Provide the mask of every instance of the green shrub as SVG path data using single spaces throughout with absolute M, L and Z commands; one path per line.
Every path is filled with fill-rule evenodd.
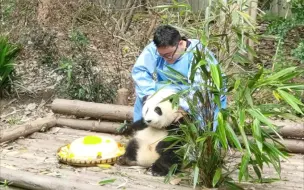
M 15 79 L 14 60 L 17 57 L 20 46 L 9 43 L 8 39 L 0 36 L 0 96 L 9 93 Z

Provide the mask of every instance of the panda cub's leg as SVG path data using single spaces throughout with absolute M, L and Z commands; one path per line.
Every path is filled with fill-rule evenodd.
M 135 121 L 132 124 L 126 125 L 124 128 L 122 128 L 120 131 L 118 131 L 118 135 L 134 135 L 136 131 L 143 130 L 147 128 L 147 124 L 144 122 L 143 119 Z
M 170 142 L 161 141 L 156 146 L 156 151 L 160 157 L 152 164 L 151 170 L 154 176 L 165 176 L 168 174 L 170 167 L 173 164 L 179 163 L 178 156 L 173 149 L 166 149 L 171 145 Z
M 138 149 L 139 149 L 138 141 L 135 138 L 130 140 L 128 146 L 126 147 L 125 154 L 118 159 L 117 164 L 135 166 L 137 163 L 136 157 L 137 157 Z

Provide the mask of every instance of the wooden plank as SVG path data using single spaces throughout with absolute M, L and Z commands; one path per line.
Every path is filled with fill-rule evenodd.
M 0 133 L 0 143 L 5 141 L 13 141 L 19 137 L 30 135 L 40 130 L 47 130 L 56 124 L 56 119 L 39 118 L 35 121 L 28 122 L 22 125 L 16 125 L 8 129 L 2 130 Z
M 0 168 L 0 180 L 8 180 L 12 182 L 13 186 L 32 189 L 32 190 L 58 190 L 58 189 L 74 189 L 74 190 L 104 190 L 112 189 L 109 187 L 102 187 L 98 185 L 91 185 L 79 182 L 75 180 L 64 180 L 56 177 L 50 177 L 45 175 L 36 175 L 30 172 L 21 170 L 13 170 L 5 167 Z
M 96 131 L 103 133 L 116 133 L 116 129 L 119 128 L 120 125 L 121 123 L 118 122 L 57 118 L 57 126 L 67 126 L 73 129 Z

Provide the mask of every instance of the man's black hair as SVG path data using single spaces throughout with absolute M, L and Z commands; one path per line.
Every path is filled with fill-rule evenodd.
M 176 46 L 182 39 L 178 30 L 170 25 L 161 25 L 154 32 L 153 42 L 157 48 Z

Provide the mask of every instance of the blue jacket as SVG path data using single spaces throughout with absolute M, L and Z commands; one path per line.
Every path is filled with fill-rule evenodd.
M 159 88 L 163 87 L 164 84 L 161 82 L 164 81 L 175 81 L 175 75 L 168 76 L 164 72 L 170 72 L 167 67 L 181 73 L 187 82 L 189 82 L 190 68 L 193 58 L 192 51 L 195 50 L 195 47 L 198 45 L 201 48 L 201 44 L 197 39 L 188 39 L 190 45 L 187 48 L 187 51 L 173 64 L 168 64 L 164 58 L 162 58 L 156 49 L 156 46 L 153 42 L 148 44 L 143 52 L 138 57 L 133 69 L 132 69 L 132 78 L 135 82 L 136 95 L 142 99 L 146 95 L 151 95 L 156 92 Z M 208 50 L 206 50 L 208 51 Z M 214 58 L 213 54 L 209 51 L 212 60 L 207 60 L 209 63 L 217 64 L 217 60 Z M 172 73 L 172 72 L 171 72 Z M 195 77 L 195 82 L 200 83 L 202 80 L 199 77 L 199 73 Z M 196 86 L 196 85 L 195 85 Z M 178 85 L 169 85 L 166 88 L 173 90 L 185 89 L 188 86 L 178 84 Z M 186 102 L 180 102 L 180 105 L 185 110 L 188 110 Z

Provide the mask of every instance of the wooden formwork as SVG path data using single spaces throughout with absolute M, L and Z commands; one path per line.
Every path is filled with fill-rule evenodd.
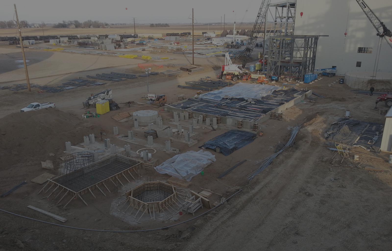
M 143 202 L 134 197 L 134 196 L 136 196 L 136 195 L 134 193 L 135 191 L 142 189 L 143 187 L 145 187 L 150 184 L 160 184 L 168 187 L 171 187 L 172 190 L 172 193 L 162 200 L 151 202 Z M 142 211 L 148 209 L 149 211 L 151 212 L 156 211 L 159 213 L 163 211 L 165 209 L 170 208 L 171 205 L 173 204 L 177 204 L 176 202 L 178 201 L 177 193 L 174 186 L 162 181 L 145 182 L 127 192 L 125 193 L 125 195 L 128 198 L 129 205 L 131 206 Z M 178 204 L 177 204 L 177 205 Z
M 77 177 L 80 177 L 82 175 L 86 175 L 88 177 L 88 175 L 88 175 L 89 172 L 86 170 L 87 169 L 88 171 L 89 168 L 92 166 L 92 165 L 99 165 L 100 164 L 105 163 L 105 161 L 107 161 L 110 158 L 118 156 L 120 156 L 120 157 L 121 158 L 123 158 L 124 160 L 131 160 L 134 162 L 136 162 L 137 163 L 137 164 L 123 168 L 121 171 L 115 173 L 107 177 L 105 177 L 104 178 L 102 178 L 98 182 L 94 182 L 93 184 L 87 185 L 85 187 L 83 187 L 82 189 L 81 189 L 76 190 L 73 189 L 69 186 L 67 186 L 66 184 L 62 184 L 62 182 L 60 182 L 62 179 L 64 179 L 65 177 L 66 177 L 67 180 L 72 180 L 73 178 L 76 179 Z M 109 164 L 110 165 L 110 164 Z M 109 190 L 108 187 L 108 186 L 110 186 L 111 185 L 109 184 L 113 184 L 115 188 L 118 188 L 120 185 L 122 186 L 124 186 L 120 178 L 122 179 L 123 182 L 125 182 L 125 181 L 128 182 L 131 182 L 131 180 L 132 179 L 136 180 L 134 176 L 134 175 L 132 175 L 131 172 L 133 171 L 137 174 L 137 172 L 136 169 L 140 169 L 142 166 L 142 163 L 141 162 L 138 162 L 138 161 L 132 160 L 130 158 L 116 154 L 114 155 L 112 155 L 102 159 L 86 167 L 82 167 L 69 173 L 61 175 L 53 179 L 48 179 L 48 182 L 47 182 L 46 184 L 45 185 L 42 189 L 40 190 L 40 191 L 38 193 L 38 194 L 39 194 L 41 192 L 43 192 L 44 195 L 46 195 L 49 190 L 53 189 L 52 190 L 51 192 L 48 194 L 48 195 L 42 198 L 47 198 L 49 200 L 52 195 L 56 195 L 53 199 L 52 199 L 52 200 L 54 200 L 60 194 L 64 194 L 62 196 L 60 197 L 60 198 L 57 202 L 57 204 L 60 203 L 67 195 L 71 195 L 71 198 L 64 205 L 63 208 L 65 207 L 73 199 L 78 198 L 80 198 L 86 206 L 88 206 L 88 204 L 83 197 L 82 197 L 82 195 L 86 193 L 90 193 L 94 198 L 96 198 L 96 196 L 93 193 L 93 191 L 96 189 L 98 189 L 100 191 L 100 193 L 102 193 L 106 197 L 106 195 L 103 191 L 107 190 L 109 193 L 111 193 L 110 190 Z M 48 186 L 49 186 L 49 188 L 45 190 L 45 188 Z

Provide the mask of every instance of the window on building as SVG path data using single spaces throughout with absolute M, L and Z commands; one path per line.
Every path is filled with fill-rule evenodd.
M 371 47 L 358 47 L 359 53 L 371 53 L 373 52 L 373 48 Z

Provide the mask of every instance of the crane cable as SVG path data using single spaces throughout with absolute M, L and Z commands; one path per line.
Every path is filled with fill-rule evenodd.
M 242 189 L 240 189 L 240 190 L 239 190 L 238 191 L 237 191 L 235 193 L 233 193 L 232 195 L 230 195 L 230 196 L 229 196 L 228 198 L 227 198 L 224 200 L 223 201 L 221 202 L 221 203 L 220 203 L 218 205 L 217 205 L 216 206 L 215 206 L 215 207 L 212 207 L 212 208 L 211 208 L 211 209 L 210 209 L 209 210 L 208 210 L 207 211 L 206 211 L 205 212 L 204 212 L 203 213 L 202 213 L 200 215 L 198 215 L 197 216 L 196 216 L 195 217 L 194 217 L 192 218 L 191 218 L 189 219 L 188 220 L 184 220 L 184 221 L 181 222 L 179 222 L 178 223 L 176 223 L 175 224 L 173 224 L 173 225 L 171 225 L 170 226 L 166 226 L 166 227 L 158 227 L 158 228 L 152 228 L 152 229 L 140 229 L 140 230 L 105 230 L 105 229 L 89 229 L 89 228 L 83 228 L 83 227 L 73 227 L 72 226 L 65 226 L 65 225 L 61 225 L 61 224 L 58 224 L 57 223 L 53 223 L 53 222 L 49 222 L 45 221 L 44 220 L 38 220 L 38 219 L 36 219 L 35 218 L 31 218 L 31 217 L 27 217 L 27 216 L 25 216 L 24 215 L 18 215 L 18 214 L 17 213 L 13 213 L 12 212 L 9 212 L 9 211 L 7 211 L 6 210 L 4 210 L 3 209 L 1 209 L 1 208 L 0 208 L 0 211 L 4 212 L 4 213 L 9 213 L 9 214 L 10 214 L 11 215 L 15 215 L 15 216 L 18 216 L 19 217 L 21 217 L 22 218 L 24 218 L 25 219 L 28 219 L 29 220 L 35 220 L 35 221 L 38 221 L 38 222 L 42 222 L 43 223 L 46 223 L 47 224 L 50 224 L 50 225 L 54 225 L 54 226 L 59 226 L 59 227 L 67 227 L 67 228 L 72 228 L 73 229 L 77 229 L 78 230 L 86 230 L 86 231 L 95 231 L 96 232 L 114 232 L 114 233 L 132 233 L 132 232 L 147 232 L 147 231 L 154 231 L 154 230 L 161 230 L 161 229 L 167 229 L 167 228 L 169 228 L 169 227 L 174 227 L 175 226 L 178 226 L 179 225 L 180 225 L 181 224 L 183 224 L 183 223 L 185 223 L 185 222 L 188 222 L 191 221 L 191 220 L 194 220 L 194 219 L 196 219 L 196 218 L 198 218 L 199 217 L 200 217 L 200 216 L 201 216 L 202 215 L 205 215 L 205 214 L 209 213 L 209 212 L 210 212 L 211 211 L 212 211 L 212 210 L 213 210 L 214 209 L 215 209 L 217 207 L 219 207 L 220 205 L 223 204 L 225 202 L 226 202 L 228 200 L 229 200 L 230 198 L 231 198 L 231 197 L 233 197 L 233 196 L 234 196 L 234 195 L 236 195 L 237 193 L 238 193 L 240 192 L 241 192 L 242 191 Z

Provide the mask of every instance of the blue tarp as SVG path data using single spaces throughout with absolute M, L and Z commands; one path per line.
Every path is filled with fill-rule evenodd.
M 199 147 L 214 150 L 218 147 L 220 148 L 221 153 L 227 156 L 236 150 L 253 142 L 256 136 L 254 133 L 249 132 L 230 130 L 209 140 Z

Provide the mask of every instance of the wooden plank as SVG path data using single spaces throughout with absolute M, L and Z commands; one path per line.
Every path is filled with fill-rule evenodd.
═══
| Do this |
Please output the lines from the one containing "Provide the mask of every instance of the blue tarp" through the end of the material as a JSON list of strings, one string per line, with blank lines left out.

| The reply |
[
  "Provide the mask of every instance of the blue tarp as SVG path data using single spaces throughout with absolute M, L and Z commands; one path per line.",
  "Every path is filled with fill-rule evenodd.",
  "M 199 147 L 214 150 L 218 147 L 220 148 L 221 153 L 227 156 L 236 150 L 253 142 L 256 136 L 254 133 L 249 132 L 230 130 L 209 140 Z",
  "Provide the mask of every instance of the wooden plank as SVG path data using single spaces throughout with absolute M, L and Z commands; one path per line.",
  "Every path is filled with fill-rule evenodd."
]